*WHAT YOU ARE ASKED TO DO*:
Rewrite the stretch from the line containing "Where in this photo can the purple flower be" through the end of the entries, swapping "pollen grain" for "pollen granule" and leaving everything else unchanged.

*EXERCISE INPUT*:

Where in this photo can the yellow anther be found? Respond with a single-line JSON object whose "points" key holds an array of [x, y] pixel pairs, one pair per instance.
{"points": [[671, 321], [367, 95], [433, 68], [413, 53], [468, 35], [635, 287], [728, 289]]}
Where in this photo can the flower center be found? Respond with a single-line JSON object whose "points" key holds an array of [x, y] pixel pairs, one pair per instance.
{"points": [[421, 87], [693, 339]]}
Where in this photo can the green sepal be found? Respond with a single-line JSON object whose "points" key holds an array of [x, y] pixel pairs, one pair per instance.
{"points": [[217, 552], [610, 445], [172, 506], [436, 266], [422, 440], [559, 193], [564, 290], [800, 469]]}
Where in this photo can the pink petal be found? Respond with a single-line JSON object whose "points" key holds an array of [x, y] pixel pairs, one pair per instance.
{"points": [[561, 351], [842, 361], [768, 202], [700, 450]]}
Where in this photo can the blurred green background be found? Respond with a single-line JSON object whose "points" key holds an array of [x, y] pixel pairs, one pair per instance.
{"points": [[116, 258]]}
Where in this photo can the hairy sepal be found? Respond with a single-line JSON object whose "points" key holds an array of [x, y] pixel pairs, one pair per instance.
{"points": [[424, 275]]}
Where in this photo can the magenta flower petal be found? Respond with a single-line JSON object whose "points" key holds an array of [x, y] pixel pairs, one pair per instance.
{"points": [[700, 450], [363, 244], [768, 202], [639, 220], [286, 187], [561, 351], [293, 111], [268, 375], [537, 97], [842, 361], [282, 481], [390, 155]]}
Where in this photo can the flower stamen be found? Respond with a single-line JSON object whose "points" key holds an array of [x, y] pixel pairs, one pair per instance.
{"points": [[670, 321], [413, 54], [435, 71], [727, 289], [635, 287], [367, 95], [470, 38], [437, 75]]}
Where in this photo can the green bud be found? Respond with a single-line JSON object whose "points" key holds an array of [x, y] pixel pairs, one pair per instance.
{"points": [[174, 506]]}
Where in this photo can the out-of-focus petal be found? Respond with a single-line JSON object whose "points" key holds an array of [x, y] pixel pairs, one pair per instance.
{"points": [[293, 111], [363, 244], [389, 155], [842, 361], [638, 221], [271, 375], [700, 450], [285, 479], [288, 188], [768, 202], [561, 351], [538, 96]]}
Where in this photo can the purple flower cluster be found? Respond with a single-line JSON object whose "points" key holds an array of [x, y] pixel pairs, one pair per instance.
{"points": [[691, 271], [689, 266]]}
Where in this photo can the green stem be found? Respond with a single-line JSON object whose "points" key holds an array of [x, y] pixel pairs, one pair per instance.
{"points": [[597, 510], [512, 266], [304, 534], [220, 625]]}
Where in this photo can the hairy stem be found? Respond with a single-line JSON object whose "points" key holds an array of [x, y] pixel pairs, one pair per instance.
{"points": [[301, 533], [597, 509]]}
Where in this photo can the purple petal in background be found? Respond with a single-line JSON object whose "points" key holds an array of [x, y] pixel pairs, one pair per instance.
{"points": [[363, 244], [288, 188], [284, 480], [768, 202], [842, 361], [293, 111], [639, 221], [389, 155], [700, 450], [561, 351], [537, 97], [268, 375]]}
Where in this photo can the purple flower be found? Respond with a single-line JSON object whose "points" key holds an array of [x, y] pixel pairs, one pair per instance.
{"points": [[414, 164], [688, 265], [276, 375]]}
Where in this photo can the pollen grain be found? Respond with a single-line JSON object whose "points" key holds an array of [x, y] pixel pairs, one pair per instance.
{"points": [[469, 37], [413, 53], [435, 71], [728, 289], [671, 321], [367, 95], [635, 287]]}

*EXERCISE RESULT*:
Where in this photo can the purple flower be found? Respond with a single-line JSON object whose "points" key holds an array of [x, y] pixel pairs, one pair per instance.
{"points": [[414, 164], [688, 265], [276, 375]]}
Where in this photo can the pollen granule be found? Respond with a single-line JSON object whose "points" key holds an array of [x, y] pixel pairs, one pair per instance.
{"points": [[469, 37], [413, 53], [435, 71], [728, 289], [671, 321], [367, 95], [635, 287]]}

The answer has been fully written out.